What the task requires |
Reproduce the material below, substituting "provided image" for every occurrence of "supplied image" and leaving everything else unchanged.

(Detection examples)
====
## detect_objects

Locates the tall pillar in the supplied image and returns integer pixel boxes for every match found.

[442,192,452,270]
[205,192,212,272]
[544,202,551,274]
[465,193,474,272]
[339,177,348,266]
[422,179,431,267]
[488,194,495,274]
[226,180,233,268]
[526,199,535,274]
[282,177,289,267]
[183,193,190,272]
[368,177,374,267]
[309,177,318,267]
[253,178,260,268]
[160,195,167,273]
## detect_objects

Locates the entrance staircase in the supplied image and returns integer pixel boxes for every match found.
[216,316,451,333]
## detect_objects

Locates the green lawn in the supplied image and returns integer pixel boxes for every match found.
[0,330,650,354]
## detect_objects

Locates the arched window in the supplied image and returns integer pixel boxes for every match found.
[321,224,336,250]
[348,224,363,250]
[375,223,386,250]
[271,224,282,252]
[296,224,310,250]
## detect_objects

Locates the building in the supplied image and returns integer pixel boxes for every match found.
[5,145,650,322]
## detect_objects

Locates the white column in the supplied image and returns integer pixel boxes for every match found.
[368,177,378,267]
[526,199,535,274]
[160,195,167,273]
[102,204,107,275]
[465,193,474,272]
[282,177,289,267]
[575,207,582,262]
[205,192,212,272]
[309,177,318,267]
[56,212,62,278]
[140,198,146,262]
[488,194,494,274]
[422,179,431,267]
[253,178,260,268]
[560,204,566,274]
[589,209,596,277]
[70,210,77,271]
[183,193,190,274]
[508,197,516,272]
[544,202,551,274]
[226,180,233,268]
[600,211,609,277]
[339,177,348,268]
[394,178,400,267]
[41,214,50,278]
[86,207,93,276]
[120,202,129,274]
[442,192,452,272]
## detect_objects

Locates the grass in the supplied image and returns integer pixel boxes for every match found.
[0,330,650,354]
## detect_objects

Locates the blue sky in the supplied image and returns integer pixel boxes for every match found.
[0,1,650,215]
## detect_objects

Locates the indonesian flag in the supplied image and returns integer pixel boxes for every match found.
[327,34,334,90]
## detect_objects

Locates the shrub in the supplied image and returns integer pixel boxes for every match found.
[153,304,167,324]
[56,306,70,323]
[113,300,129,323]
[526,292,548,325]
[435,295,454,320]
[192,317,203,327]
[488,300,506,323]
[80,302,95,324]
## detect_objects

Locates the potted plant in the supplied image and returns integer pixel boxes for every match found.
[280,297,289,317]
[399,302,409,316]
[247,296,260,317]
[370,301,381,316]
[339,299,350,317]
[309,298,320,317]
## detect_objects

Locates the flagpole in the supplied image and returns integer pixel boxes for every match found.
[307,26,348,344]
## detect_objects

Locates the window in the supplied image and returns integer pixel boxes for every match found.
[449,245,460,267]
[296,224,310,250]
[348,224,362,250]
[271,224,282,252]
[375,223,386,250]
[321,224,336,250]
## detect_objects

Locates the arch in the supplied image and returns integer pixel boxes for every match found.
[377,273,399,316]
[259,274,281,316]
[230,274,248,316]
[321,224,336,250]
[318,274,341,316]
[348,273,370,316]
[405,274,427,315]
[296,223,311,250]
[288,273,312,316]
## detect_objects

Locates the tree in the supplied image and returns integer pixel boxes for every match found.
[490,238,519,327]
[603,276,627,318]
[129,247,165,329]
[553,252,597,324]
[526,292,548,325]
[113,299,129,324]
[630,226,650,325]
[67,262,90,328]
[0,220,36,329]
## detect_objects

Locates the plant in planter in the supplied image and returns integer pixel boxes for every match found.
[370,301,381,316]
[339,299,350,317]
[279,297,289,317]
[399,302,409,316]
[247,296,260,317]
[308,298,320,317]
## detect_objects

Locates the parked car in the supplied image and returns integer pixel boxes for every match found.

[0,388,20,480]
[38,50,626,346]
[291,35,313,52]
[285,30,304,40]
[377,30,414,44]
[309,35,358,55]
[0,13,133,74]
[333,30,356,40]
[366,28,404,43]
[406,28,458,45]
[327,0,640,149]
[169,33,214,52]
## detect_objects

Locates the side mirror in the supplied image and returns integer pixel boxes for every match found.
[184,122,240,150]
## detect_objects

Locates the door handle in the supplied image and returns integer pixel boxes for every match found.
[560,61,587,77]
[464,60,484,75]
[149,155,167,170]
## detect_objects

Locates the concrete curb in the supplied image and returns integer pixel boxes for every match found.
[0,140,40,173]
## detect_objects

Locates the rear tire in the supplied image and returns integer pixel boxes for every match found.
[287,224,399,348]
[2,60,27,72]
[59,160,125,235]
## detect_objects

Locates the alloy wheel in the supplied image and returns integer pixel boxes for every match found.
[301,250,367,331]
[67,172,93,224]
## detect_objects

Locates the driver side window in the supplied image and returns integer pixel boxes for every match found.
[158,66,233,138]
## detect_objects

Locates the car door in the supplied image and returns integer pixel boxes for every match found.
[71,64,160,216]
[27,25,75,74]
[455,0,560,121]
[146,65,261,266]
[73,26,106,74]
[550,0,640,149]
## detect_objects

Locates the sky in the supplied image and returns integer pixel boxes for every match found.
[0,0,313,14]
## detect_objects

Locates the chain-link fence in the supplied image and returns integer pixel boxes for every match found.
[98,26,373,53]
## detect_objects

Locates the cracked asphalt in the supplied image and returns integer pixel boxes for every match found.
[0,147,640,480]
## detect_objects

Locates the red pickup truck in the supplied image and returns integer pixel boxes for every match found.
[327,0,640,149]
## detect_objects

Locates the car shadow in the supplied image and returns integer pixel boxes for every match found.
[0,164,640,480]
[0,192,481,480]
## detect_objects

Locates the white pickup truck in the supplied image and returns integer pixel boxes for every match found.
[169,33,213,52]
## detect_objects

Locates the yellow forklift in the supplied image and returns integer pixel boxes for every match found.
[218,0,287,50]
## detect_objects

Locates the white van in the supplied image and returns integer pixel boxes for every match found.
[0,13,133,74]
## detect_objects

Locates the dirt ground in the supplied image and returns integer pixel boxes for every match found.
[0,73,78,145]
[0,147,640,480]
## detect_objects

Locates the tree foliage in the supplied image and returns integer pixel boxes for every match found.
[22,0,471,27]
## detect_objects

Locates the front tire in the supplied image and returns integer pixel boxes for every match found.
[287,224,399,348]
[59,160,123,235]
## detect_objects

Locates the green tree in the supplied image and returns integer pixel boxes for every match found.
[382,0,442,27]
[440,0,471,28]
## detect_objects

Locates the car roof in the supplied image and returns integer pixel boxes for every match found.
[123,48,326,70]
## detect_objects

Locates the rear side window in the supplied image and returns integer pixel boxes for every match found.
====
Completed task |
## detect_objects

Locates the tall pillar in the provided image and returns integer pixel boxes for every match found.

[442,192,452,270]
[205,192,212,272]
[544,202,551,274]
[465,193,474,272]
[339,177,348,266]
[422,179,431,267]
[488,194,495,274]
[226,180,233,268]
[526,199,535,274]
[282,177,289,267]
[183,193,190,272]
[368,177,374,267]
[309,177,318,267]
[253,178,260,268]
[160,195,167,273]
## detect_objects

Locates the entrance staircase in the provided image and returns integer pixel boxes for every match found.
[216,316,451,333]
## detect_objects

Locates the green lawn in the provided image and returns integer pixel boxes for every match found.
[0,330,650,354]
## detect_objects

Locates the arched window in the provided image and returns integer pixel boxes for every match found.
[321,224,336,250]
[348,224,363,250]
[375,223,386,250]
[271,224,282,252]
[296,224,310,250]
## detect_objects

Locates the building in the provided image and returns integer pixel boxes for every match found.
[5,145,650,322]
## detect_objects

Locates the white column in the provided image and returns integer pixel boxes for every match found.
[368,177,378,267]
[526,199,535,274]
[160,195,167,273]
[102,204,107,275]
[465,193,474,272]
[282,177,289,267]
[575,207,582,262]
[205,192,212,272]
[309,177,318,267]
[56,212,62,278]
[140,198,146,262]
[488,194,494,274]
[422,179,431,267]
[253,178,260,268]
[560,204,566,274]
[589,209,596,277]
[70,210,77,271]
[183,193,190,274]
[508,197,516,272]
[544,202,551,274]
[226,180,233,268]
[600,211,609,277]
[339,177,348,268]
[394,178,400,267]
[41,214,50,278]
[86,207,93,276]
[120,202,129,274]
[442,192,452,272]
## detect_objects

Locates the grass in the provided image and returns integer pixel boxes for every match found.
[0,330,650,354]
## detect_objects

Locates the blue sky in the provided image and returns integer pixel boxes for every match found.
[0,1,650,215]
## detect_objects

Locates the indonesian flag in the provided image and returns integer pixel boxes for every match found.
[327,34,334,90]
## detect_objects

Locates the shrub in the provided image and returns integer pixel boxes for every match found.
[153,304,167,324]
[56,306,70,323]
[113,300,129,323]
[526,292,548,325]
[435,295,454,320]
[192,317,203,327]
[488,300,506,323]
[80,302,95,324]
## detect_objects

Locates the potted plant in the provided image and returns integer pixel boxes for every match found.
[280,297,289,317]
[399,302,409,316]
[247,296,260,317]
[370,301,381,316]
[339,299,350,317]
[309,298,320,317]
## detect_objects

Locates the flagpole in the provided image and returns integer pixel boxes for every match found.
[307,26,348,344]
## detect_objects

Locates the window in the provided image and returns integer pixel boxes for every match found.
[449,245,460,267]
[296,224,310,250]
[348,224,362,250]
[271,224,282,252]
[375,223,386,250]
[321,224,336,250]
## detect_objects

Locates the arch in the provided image and returns integer pixel boxes for every match found.
[377,273,399,316]
[259,274,281,316]
[230,274,248,316]
[321,224,336,250]
[318,274,341,316]
[348,273,370,316]
[405,274,427,315]
[296,223,311,250]
[288,273,312,316]
## detect_objects

Locates the tree in the provided image and returns integer pixel boxes for every match found.
[490,238,519,327]
[603,276,627,318]
[129,247,165,329]
[553,252,597,324]
[526,292,548,325]
[113,299,129,324]
[630,226,650,325]
[67,262,90,328]
[0,220,36,329]
## detect_objects

Locates the plant in planter in the provided image and returns integer pixel boxes for every match found.
[370,301,381,316]
[339,299,350,317]
[279,297,289,317]
[399,302,409,316]
[247,296,260,317]
[308,298,320,317]
## detect_objects

Locates the parked car in the provided image and returns integer pixel boxes for every match found.

[0,388,20,480]
[38,50,626,346]
[291,35,313,52]
[285,30,304,40]
[377,30,414,44]
[309,35,358,55]
[0,13,133,74]
[333,30,356,40]
[366,28,404,43]
[406,28,458,45]
[327,0,640,149]
[169,33,214,52]
## detect_objects

Locates the side mirror in the provided image and returns integer pixel boxes for every match found.
[184,122,240,150]
## detect_objects

Locates the door handle in the provided image and returns integer pixel boxes for every match found.
[560,61,587,77]
[464,60,484,75]
[149,155,167,170]
## detect_objects

Locates the concrete curb in the provided image and returns integer pixel boxes for every match found.
[0,140,40,173]
## detect_objects

Locates the rear tire in the provided image and returns integer pixel boxes for every match found.
[287,224,399,348]
[2,60,27,72]
[59,160,125,235]
## detect_objects

Locates the alloy wheel in the provided image and returns integer pixel boxes for every match found.
[301,250,367,331]
[67,172,93,224]
## detect_objects

Locates the driver side window in the provided image and returns integer pixel boxes for every match found.
[158,66,233,138]
## detect_objects

Locates the car door in the provided image and returns integer pixel boxes for every match found.
[71,64,160,216]
[27,25,75,74]
[455,0,560,121]
[146,65,261,266]
[73,26,106,74]
[550,0,640,149]
## detect_objects

Locates the sky in the provided image and returns integer pixel boxes for every match found.
[0,0,313,14]
## detect_objects

Locates the chain-link fence in the provided image and returns integer pixel boxes for every match found.
[98,26,373,53]
## detect_objects

Locates the cracked asphalt in the provided image and returns integer pixel boxes for every match found.
[0,147,640,480]
## detect_objects

Locates the red pickup truck in the provided image and returns integer pixel boxes for every match found.
[327,0,640,149]
## detect_objects

Locates the car shadow in the provided image and returns integer pixel boxes for every match found.
[0,164,640,480]
[0,192,481,480]
## detect_objects

Locates the white pickup truck in the provided image and returns integer pixel boxes for every match found.
[169,33,213,52]
## detect_objects

Locates the yellow forklift in the provided image and returns integer pixel boxes for every match found.
[218,0,287,50]
## detect_objects

Locates the white van in the provided image and returns integer pixel boxes for every match found.
[0,13,133,74]
## detect_objects

Locates the dirt ground in the provided image and returns integer pixel boxes for every match found.
[0,73,78,145]
[0,147,640,480]
## detect_objects

Locates the tree foliage in the provided image and returns integer pixel boxes for every match found.
[22,0,471,27]
## detect_objects

Locates the front tire in the provided image and returns integer pixel boxes for every match found.
[287,224,399,348]
[59,160,123,235]
## detect_objects

Locates the green tree in the provided image and returns integer pixel boxes for every match found.
[382,0,442,27]
[440,0,471,28]
## detect_objects

Locates the car roof in the provided image and returns integer pixel boxes for every match found.
[123,48,326,70]
## detect_objects

Locates the rear side window in the provided image and returns integer pixel boxes for every match found.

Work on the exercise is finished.